Brano testuale.

● ● ●

E alla fine di una partita, invece? Ripensa a quello che ha sbagliato a livello tattico, oppure volta pagina? 

 

Analizzo sempre le partite a prescindere dal risultato,  perché è la chiave per migliorare la partita successiva. Ovviamente le prestazioni negative forniscono più elementi da analizzare e sui quali intervenire e lasciano più rimpianti su quelle che possono essere state le scelte sbagliate. Poi dopo l’analisi si pensa a preparare la prossima partita. 

 

Un suo pregio e un suo difetto calcisticamente parlando?

 

Da calciatore il difetto principale era l’insicurezza e la poca voglia di sacrificarsi in campo. Il pregio era la visione di gioco ed una buonissima tecnica di base. Da allenatore credo il mio pregio sia la grande passione ed il rispetto che ho per questo sport, i difetti ne sn sicuramente tanti ma provo con il tempo a correggerli, per migliorare sempre di più 

 

Leggo spesso di liti che avvengono tra l’allenatore e i genitori, come mai? Le è mai successo di avere delle controversie con qualche genitore?

● ● ●

Dati raccolti:
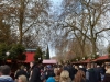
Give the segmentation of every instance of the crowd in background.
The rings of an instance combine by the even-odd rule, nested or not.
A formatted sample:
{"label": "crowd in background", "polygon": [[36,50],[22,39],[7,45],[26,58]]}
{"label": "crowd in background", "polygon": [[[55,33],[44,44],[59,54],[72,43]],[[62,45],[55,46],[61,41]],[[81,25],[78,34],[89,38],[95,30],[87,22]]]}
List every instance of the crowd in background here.
{"label": "crowd in background", "polygon": [[0,66],[0,82],[110,82],[110,63],[43,66],[30,62],[30,69],[21,66],[14,72],[14,79],[10,74],[9,66]]}

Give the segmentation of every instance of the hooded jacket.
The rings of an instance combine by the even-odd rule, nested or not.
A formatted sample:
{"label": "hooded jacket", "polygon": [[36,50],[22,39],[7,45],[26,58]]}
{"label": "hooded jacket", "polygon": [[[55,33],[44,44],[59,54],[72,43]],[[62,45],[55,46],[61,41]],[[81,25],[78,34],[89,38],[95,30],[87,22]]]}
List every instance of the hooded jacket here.
{"label": "hooded jacket", "polygon": [[86,71],[86,79],[89,80],[89,82],[97,82],[97,74],[92,68]]}
{"label": "hooded jacket", "polygon": [[102,82],[110,82],[110,74],[109,73],[106,73]]}
{"label": "hooded jacket", "polygon": [[14,82],[13,79],[9,75],[1,75],[0,82]]}

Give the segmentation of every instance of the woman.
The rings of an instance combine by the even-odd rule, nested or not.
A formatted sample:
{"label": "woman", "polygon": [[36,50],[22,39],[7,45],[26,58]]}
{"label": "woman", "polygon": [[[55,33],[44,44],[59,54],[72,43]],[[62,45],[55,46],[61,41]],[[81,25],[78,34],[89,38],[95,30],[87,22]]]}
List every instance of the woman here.
{"label": "woman", "polygon": [[18,82],[28,82],[28,79],[25,75],[20,75]]}
{"label": "woman", "polygon": [[75,75],[74,82],[89,82],[89,81],[86,80],[85,72],[82,70],[78,70]]}
{"label": "woman", "polygon": [[106,75],[103,78],[102,82],[110,82],[110,63],[106,65]]}
{"label": "woman", "polygon": [[72,82],[68,71],[66,70],[62,71],[59,82]]}
{"label": "woman", "polygon": [[37,63],[32,61],[30,62],[31,73],[30,73],[30,82],[41,82],[41,71],[37,67]]}

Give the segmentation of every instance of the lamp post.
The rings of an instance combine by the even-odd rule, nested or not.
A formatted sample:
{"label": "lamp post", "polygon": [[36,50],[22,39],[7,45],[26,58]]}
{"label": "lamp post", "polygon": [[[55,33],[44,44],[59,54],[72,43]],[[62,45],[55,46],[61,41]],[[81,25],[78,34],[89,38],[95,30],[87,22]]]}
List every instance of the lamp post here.
{"label": "lamp post", "polygon": [[[7,52],[6,52],[6,56],[8,57],[9,55],[10,55],[10,52],[7,51]],[[3,62],[4,62],[4,65],[6,65],[6,58],[7,58],[7,57],[3,58]]]}
{"label": "lamp post", "polygon": [[41,58],[38,58],[38,60],[41,60]]}
{"label": "lamp post", "polygon": [[7,51],[7,52],[6,52],[6,55],[7,55],[7,57],[8,57],[8,56],[10,55],[10,52],[9,52],[9,51]]}

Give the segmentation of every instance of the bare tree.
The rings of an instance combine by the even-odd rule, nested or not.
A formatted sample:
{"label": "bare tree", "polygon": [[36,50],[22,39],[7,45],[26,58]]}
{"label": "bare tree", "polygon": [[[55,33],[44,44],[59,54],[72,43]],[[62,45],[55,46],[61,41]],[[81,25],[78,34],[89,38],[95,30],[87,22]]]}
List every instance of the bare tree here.
{"label": "bare tree", "polygon": [[91,54],[96,55],[98,38],[103,32],[110,30],[109,20],[102,23],[103,16],[108,15],[110,0],[64,0],[63,2],[62,16],[67,24],[64,28],[70,28],[80,44],[81,51],[85,51],[85,43],[90,42]]}
{"label": "bare tree", "polygon": [[48,15],[50,0],[1,0],[0,7],[6,22],[16,31],[19,43],[22,44],[28,31],[35,33],[32,28],[40,30],[37,25],[45,23],[43,17]]}

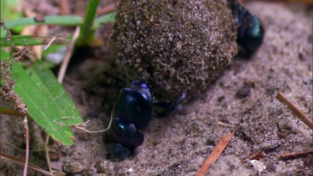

● ● ●

Richiesta.
Rispondi alle domande seguenti sull'intervista, riportando ciò che afferma chi risponde:
(a) Per quale motivo analizza sempre le partite a prescindere dal risultato?
(b) Quale era il difetto principale da calciatore?
(c) Quale pregio si riconosce da allenatore?
Le righe dei dati raccolti non servono per questo compito.

Risultato.
(a) Perché l'analisi è la chiave per migliorare la partita successiva.
(b) L'insicurezza e la poca voglia di sacrificarsi in campo.
(c) La grande passione e il rispetto che ha per questo sport.